[Begin RECORDED INFORMATION]

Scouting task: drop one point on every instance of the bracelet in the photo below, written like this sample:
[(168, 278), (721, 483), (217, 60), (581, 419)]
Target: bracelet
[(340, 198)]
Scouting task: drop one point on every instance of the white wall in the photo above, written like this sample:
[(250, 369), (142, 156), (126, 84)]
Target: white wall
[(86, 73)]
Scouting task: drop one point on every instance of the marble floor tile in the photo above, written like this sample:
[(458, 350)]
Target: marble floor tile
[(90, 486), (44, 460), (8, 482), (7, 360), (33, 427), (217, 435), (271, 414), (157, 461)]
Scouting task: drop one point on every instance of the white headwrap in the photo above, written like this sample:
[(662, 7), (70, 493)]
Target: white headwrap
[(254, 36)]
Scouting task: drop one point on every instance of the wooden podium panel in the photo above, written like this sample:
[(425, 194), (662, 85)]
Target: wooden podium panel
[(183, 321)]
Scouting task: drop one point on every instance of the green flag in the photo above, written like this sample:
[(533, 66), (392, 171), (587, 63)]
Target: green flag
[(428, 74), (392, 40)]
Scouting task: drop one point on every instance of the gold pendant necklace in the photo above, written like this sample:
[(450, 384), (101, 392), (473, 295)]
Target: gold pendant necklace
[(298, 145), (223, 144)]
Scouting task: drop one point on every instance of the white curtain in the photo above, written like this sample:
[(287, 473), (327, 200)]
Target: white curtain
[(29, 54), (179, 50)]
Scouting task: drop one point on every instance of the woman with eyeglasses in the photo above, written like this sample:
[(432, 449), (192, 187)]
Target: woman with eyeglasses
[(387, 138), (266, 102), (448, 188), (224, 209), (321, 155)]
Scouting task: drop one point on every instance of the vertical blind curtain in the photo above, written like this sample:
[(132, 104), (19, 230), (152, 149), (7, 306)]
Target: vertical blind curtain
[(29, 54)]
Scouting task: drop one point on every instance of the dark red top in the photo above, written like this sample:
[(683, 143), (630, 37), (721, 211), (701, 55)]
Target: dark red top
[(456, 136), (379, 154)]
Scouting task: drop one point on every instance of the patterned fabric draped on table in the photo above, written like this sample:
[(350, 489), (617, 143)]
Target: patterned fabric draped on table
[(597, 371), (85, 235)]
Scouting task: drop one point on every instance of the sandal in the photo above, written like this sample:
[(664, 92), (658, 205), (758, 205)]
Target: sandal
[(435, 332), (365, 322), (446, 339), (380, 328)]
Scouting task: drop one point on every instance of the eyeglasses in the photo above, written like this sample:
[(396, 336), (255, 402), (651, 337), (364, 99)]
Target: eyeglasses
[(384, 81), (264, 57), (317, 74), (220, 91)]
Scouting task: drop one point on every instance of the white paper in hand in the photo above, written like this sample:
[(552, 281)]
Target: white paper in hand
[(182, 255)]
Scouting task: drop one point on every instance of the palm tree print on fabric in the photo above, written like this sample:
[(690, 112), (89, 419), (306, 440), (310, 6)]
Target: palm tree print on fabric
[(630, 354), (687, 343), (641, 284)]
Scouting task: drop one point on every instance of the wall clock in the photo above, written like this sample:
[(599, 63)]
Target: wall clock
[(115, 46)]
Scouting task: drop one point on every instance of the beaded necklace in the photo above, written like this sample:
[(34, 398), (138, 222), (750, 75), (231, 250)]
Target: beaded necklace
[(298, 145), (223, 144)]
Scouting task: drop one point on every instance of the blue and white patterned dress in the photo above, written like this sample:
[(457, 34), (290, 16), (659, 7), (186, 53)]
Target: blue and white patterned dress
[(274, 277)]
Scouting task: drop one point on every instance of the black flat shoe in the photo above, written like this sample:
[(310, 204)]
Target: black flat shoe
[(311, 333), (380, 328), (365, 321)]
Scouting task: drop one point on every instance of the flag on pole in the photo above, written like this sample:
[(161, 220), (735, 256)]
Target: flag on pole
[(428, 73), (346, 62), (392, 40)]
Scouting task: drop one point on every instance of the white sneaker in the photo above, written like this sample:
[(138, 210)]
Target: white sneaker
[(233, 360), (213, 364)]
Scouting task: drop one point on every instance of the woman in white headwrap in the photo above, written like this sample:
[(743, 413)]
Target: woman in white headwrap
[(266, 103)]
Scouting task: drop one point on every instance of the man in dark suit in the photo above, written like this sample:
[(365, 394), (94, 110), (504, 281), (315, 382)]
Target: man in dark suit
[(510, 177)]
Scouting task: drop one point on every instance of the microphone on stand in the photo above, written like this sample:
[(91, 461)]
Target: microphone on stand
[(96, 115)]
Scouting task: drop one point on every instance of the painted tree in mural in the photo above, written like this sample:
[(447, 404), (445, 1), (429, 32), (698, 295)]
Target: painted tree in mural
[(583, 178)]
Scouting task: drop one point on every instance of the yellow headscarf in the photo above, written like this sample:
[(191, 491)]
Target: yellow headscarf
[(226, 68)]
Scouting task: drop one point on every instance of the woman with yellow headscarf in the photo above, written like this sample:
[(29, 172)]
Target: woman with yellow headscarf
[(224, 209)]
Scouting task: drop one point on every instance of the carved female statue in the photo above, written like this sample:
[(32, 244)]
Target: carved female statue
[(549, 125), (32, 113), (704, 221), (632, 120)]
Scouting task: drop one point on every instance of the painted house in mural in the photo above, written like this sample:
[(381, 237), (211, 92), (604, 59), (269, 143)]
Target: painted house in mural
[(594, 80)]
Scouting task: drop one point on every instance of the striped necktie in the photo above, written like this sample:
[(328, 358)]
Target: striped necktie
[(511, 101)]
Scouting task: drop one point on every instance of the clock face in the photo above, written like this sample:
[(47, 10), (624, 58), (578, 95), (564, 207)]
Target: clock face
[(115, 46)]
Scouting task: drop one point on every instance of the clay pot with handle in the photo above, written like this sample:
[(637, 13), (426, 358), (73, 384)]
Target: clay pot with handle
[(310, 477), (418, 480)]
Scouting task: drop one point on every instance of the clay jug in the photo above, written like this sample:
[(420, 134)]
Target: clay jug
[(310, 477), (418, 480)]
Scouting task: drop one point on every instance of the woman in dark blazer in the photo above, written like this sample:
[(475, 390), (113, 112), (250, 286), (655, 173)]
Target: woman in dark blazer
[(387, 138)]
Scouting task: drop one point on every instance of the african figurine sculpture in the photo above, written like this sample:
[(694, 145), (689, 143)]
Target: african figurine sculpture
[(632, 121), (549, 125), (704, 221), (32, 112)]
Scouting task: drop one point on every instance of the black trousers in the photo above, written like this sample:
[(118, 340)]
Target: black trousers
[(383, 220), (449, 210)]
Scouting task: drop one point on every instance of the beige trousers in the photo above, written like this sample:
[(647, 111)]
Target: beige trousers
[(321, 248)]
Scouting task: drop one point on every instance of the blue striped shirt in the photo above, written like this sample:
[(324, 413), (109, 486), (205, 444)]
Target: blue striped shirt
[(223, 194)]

[End RECORDED INFORMATION]

• _REQUIREMENTS_: Can you output, word for word, the lines above from the one containing "Scouting task: drop one point on every instance of the beige" through the last line, and nothing else?

• _SOLUTION FOR THIS PROBLEM_:
Scouting task: drop one point on every instance of the beige trousers in the photo above, written like this sample:
[(647, 111)]
Target: beige trousers
[(321, 248)]
Scouting task: drop one point on every instance of the blue striped shirt in the photo above, written like this sample:
[(324, 413), (109, 486), (205, 444)]
Target: blue striped shirt
[(223, 194)]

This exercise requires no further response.